Posted at 10:00 PM, Jan 29, 2021
and last updated 2021-02-01 08:01:34-05

TULSA, Okla. — As Johnson and Johnson gets closer to requesting emergency use authorization for its coronavirus vaccine, other vaccine trials continue to take place around the world.

Tulsan Meg Charron is part of the Novavax vaccine trial at the Lynn Institute in Oklahoma City. She doesn't know if she is receiving the vaccine or the placebo, but said she only felt muscle aches for about two days after her first dose last week.

"Nothing that was super, you know, interrupting my life in any way," she said.

Now, Charron waits for her second dose in two weeks. She keeps track of how she's feeling every day.

"The most pain in the tail part of this is that you have to login every day on an app on your phone and talk about your symptoms and if you're feeling anything out of the ordinary," Charron said. "They ask you to take your temperature every single day."

According to the New York Times, the Novavax vaccine showed 90 percent efficacy in its trial in Britain. But in a smaller trial in South Africa, where a different variant has been found, that number dropped to just under 50 percent.

This vaccine is similar to others that are also showing less effectiveness against other strains. But, doctors say they can still fight the virus.

"This is not unlike what we see with the flu vaccine where it may not prevent infection, but it takes what may have been a severe case and turns it into a moderate case," said Dr. Douglas Drevets, chief of infectious diseases at OU Health.

Charron said she's doing this vaccine trial to keep her family safe and help the world get back to normal.

"If it helps make, push the vaccines further, faster and get these approved by the FDA and out into the market and get people vaccinated and back to normal, I'm happy to raise my hand and sign up to do it," she said.

Novavax said it will start testing a new vaccine soon that better protects against more contagious strains.

The results from the U.S. trial are expected to be available in April.
######
Assigned task 1: In the vaccine trial article, what efficacy did the Novavax vaccine show in its trial in Britain?
Assigned task 2: Copy the part of the vaccine trial article starting at "This vaccine is" and ending at "back to normal.".
Assigned task 3: Translate this sentence from the vaccine trial article into Spanish: "The results from the U.S. trial are expected to be available in April."
######
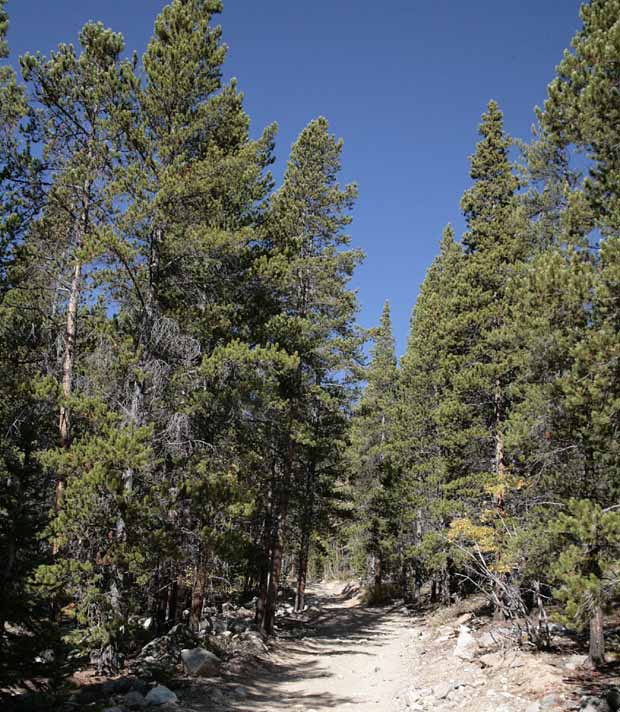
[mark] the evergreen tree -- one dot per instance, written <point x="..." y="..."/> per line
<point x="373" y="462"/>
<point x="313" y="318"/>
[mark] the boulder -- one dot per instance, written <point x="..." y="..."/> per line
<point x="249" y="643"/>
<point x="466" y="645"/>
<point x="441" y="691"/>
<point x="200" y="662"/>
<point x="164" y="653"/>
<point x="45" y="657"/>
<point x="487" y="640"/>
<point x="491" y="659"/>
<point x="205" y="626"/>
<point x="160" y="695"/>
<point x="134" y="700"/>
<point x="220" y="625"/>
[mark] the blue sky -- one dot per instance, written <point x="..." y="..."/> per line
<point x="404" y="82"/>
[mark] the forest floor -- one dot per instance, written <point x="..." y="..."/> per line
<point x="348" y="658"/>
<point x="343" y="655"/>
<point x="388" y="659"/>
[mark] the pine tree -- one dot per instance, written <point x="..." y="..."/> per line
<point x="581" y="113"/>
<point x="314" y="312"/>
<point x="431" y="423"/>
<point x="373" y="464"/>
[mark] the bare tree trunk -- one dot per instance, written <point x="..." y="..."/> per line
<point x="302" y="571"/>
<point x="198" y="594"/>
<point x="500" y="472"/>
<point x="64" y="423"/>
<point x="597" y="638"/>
######
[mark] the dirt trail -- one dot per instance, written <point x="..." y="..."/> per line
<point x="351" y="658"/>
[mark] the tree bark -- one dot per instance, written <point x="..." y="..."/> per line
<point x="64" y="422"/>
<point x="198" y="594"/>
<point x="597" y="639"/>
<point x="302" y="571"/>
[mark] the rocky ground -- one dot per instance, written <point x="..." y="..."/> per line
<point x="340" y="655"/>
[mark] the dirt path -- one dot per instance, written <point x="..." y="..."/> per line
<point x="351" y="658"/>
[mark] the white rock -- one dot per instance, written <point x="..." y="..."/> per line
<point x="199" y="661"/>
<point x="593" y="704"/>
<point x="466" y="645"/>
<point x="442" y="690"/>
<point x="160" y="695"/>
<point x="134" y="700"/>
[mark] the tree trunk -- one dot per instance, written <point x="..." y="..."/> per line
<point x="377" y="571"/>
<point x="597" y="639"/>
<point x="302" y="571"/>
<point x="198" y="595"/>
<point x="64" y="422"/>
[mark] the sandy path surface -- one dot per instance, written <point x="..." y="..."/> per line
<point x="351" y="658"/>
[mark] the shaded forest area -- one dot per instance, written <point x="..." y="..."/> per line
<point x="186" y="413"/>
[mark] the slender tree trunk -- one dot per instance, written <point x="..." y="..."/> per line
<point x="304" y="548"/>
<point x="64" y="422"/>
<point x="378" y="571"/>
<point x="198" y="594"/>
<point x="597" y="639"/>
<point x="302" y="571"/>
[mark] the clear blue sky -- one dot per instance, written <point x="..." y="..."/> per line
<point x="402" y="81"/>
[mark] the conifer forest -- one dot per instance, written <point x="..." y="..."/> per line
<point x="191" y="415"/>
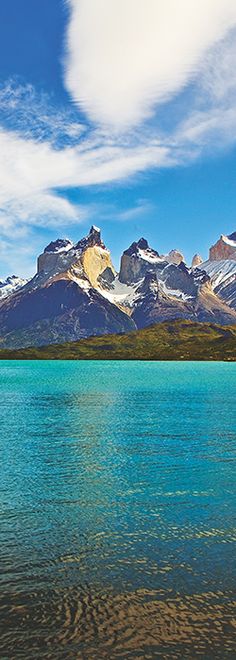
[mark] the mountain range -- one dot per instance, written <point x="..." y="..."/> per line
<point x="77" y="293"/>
######
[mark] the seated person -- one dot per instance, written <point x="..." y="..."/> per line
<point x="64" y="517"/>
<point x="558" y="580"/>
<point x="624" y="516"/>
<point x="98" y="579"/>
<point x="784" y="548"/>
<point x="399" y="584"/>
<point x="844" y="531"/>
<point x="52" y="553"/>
######
Solution 1: 90 percent

Solution 2:
This vaccine is similar to others that are also showing less effectiveness against other strains. But, doctors say they can still fight the virus.

"This is not unlike what we see with the flu vaccine where it may not prevent infection, but it takes what may have been a severe case and turns it into a moderate case," said Dr. Douglas Drevets, chief of infectious diseases at OU Health.

Charron said she's doing this vaccine trial to keep her family safe and help the world get back to normal.

Solution 3: Se espera que los resultados del ensayo en Estados Unidos estén disponibles en abril.